_Stored entries_.
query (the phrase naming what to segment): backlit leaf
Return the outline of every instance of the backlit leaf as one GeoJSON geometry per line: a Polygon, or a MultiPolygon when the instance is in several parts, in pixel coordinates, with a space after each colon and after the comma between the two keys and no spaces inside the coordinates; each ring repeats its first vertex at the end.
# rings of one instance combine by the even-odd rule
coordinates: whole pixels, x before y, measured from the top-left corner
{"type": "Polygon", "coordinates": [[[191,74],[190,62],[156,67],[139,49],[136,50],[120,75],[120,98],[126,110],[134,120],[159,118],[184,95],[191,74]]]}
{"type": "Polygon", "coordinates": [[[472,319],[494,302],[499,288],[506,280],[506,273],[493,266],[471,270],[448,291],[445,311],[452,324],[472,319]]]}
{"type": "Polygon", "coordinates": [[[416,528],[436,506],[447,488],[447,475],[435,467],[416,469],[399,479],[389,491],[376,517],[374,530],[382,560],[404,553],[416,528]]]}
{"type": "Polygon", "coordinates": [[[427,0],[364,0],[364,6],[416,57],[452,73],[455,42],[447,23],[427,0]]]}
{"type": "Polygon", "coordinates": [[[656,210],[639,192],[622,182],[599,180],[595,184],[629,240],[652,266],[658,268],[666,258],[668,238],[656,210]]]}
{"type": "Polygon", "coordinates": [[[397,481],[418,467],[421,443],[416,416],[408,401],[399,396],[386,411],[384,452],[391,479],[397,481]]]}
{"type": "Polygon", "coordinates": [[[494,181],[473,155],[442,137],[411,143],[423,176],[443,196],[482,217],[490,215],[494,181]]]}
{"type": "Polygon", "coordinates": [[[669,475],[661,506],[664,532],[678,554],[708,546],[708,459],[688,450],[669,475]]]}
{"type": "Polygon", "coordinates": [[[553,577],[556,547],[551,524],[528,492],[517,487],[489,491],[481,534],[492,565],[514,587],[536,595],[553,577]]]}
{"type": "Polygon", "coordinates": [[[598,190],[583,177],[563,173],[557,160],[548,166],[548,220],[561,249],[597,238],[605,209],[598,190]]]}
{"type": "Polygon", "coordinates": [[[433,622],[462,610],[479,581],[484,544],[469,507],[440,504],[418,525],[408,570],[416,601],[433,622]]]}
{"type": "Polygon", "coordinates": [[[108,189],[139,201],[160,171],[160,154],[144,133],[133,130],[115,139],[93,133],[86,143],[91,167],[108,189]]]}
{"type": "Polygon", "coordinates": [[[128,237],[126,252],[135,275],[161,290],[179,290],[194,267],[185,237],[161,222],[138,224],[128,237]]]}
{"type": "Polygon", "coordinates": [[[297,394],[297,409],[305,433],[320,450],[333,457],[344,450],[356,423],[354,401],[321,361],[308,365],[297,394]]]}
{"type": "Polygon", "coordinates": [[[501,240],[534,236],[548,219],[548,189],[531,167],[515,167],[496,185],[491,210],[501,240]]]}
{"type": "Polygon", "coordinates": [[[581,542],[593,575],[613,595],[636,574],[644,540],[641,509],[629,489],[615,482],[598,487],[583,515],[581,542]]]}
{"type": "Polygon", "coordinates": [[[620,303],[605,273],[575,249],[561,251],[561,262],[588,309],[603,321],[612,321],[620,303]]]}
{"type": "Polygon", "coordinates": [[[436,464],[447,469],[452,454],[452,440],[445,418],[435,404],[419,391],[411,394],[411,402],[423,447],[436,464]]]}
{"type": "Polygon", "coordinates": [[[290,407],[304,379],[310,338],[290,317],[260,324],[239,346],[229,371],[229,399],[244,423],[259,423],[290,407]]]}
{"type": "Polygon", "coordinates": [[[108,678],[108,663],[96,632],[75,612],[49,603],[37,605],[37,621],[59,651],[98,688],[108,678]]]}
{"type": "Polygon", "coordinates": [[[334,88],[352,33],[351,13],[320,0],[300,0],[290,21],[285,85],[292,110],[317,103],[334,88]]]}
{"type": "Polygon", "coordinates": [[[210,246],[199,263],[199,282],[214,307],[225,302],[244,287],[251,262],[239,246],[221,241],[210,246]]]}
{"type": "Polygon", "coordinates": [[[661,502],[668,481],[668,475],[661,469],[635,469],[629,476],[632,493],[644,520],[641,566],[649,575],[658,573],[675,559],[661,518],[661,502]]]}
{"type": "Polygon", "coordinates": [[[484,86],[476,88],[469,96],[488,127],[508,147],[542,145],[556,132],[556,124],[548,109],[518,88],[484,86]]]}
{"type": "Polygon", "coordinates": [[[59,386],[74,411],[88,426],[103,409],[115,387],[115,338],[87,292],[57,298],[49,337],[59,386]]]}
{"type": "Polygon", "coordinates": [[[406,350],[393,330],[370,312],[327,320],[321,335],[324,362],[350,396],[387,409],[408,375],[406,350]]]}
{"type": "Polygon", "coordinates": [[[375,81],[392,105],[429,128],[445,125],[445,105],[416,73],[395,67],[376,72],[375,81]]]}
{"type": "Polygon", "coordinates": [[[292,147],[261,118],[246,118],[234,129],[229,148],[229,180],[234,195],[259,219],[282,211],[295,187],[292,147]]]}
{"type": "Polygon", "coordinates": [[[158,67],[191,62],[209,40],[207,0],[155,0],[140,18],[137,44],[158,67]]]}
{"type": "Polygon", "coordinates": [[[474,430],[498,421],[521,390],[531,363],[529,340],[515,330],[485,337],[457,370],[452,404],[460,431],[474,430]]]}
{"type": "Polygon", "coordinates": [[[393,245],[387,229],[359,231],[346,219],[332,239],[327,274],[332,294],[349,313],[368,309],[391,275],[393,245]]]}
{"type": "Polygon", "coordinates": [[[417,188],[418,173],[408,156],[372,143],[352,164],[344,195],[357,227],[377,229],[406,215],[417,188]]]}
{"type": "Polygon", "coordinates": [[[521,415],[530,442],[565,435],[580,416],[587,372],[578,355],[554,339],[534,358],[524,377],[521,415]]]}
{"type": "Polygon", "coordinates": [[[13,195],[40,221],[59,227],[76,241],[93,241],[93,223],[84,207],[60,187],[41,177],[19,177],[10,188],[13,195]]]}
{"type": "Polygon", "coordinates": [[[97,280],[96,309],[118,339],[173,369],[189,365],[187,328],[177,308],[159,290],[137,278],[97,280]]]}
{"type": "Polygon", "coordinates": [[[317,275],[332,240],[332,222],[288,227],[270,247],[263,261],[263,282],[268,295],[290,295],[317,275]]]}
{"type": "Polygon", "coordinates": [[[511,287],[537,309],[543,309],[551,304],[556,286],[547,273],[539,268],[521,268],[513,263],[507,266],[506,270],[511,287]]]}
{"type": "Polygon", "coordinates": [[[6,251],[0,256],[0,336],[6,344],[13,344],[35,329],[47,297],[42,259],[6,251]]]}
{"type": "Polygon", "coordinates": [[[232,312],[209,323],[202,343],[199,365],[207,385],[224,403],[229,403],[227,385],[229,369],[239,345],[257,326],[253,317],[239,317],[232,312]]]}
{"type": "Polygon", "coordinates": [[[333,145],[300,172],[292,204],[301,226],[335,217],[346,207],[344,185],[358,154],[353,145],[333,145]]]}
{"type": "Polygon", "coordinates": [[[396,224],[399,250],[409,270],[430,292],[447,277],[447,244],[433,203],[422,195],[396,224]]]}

_The task_. Reproduce the lines above, substituting "sunlit leaf" for every occurrence of "backlit leaf" and leaving everything else unchanged.

_Result below_.
query (the phrase naming what to segment): sunlit leaf
Return the outline of every instance of the sunlit leaf as one GeoJSON geometry per line: a Polygon, or a MultiPolygon when the instance is in several parts, in pixel coordinates, with a space after each colon and after the comma between the two keys and no spaces inside the coordinates; each ring repeats its first vertex at the end.
# rings of one instance combine by the even-odd rule
coordinates: whole pixels, x before y, measured from the top-left corner
{"type": "Polygon", "coordinates": [[[191,74],[190,62],[156,67],[139,49],[136,50],[120,75],[120,98],[126,110],[134,120],[159,118],[184,95],[191,74]]]}
{"type": "Polygon", "coordinates": [[[472,319],[494,302],[499,288],[506,280],[506,273],[493,266],[471,270],[448,291],[445,311],[452,324],[472,319]]]}
{"type": "Polygon", "coordinates": [[[416,528],[436,506],[447,488],[447,475],[435,467],[416,469],[399,479],[389,491],[376,517],[374,530],[382,560],[404,553],[416,528]]]}
{"type": "Polygon", "coordinates": [[[427,0],[364,0],[364,6],[416,57],[452,73],[455,42],[447,23],[427,0]]]}
{"type": "Polygon", "coordinates": [[[656,210],[639,192],[622,182],[599,180],[595,184],[629,240],[652,266],[658,268],[666,258],[668,238],[656,210]]]}
{"type": "Polygon", "coordinates": [[[397,481],[418,467],[421,443],[416,416],[408,401],[399,396],[386,411],[384,452],[391,479],[397,481]]]}
{"type": "Polygon", "coordinates": [[[494,181],[473,155],[442,137],[411,143],[423,176],[443,196],[482,217],[490,215],[494,181]]]}
{"type": "Polygon", "coordinates": [[[669,475],[661,506],[664,532],[678,554],[708,546],[708,459],[688,450],[669,475]]]}
{"type": "Polygon", "coordinates": [[[553,577],[556,547],[551,524],[528,492],[517,487],[489,491],[481,534],[492,565],[514,587],[536,595],[553,577]]]}
{"type": "Polygon", "coordinates": [[[598,190],[583,177],[563,173],[557,160],[548,166],[548,220],[561,249],[597,238],[605,209],[598,190]]]}
{"type": "Polygon", "coordinates": [[[433,622],[462,610],[479,581],[484,544],[469,507],[440,504],[418,525],[408,570],[416,601],[433,622]]]}
{"type": "Polygon", "coordinates": [[[108,189],[139,201],[160,171],[160,154],[144,133],[133,130],[115,139],[93,133],[86,143],[91,167],[108,189]]]}
{"type": "Polygon", "coordinates": [[[128,237],[126,252],[135,275],[161,290],[179,290],[194,267],[185,237],[161,222],[138,224],[128,237]]]}
{"type": "Polygon", "coordinates": [[[297,394],[297,409],[305,433],[320,450],[333,457],[344,450],[356,423],[354,401],[321,361],[308,365],[297,394]]]}
{"type": "Polygon", "coordinates": [[[501,240],[534,236],[548,219],[548,189],[531,167],[515,167],[496,185],[491,210],[501,240]]]}
{"type": "Polygon", "coordinates": [[[581,542],[593,575],[613,595],[636,574],[644,540],[641,509],[629,489],[615,482],[598,487],[583,515],[581,542]]]}
{"type": "Polygon", "coordinates": [[[620,303],[605,273],[575,249],[561,251],[561,262],[588,309],[603,321],[612,321],[620,303]]]}
{"type": "Polygon", "coordinates": [[[436,464],[447,469],[452,454],[452,440],[445,418],[435,404],[419,391],[411,394],[411,402],[423,447],[436,464]]]}
{"type": "Polygon", "coordinates": [[[290,407],[304,379],[310,338],[290,317],[260,324],[239,346],[229,371],[229,399],[244,423],[259,423],[290,407]]]}
{"type": "Polygon", "coordinates": [[[108,678],[108,663],[96,632],[75,612],[49,603],[37,605],[37,621],[59,651],[98,688],[108,678]]]}
{"type": "Polygon", "coordinates": [[[334,88],[352,33],[351,13],[320,0],[300,0],[290,21],[285,85],[292,110],[317,103],[334,88]]]}
{"type": "Polygon", "coordinates": [[[210,246],[199,263],[199,282],[214,307],[225,302],[244,287],[251,262],[239,246],[221,241],[210,246]]]}
{"type": "Polygon", "coordinates": [[[661,502],[668,481],[668,475],[661,469],[635,469],[629,476],[632,493],[644,520],[641,566],[649,575],[658,573],[675,559],[661,518],[661,502]]]}
{"type": "Polygon", "coordinates": [[[484,86],[476,88],[469,96],[488,127],[508,147],[542,145],[556,132],[556,124],[548,109],[518,88],[484,86]]]}
{"type": "Polygon", "coordinates": [[[59,386],[74,411],[88,426],[103,409],[115,387],[115,338],[87,292],[57,298],[49,337],[59,386]]]}
{"type": "Polygon", "coordinates": [[[406,350],[393,330],[370,312],[327,320],[321,335],[324,362],[350,396],[387,409],[408,375],[406,350]]]}
{"type": "Polygon", "coordinates": [[[375,81],[392,105],[429,128],[445,125],[445,105],[416,73],[395,67],[376,72],[375,81]]]}
{"type": "Polygon", "coordinates": [[[292,147],[261,118],[246,118],[234,129],[229,148],[229,180],[234,195],[259,219],[282,211],[295,187],[292,147]]]}
{"type": "Polygon", "coordinates": [[[158,67],[191,62],[209,40],[207,0],[155,0],[140,18],[137,44],[158,67]]]}
{"type": "Polygon", "coordinates": [[[474,430],[498,421],[521,390],[531,363],[529,340],[515,330],[485,337],[457,370],[452,404],[460,431],[474,430]]]}
{"type": "Polygon", "coordinates": [[[393,245],[387,229],[359,231],[346,219],[332,239],[327,274],[332,294],[349,313],[368,309],[391,275],[393,245]]]}
{"type": "Polygon", "coordinates": [[[417,188],[418,173],[408,156],[372,143],[352,164],[344,195],[357,227],[377,229],[406,215],[417,188]]]}
{"type": "Polygon", "coordinates": [[[521,415],[530,442],[565,435],[580,416],[587,372],[578,355],[554,339],[534,358],[524,377],[521,415]]]}
{"type": "Polygon", "coordinates": [[[13,195],[40,221],[59,227],[76,241],[93,241],[93,223],[84,207],[60,187],[41,177],[19,177],[10,188],[13,195]]]}
{"type": "Polygon", "coordinates": [[[97,280],[96,309],[118,339],[173,369],[189,365],[187,328],[177,308],[159,290],[137,278],[97,280]]]}
{"type": "Polygon", "coordinates": [[[317,275],[332,240],[332,222],[288,227],[270,247],[263,261],[263,282],[268,295],[290,295],[317,275]]]}
{"type": "Polygon", "coordinates": [[[511,287],[537,309],[543,309],[551,304],[556,286],[547,273],[539,268],[521,268],[513,263],[507,266],[506,270],[511,287]]]}
{"type": "Polygon", "coordinates": [[[6,251],[0,256],[0,336],[6,344],[13,344],[35,329],[47,297],[42,259],[6,251]]]}
{"type": "Polygon", "coordinates": [[[232,312],[209,323],[202,343],[199,365],[207,385],[224,403],[229,403],[227,385],[229,369],[239,345],[257,326],[253,317],[239,317],[232,312]]]}
{"type": "Polygon", "coordinates": [[[333,145],[300,172],[292,204],[301,226],[335,217],[346,207],[344,185],[358,154],[353,145],[333,145]]]}
{"type": "Polygon", "coordinates": [[[396,224],[399,250],[409,270],[430,292],[447,277],[447,244],[433,203],[422,195],[396,224]]]}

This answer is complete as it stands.